Excerpts from point annotation data

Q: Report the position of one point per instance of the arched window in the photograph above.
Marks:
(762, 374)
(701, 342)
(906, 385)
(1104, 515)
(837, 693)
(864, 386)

--

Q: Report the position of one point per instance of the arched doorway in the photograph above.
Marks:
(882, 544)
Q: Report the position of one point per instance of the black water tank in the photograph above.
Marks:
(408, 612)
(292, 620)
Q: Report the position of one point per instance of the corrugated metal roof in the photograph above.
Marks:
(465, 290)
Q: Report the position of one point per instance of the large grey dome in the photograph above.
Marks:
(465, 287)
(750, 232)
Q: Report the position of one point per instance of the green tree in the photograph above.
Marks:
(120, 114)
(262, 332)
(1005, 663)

### Problem to work on
Can you write out the data again, beginning at the line that has "dome in the photograph above." and stopping after the line that has "(1005, 663)", but change "green tree" to "leafy tree" and keep everything else the same?

### Written response
Q: Report the position of one point per instance of the large grey dome in the photograph above.
Marks:
(465, 287)
(750, 232)
Q: Report the position of one point per instance of the leafy tree in the photograph above.
Marks:
(120, 114)
(262, 332)
(1005, 663)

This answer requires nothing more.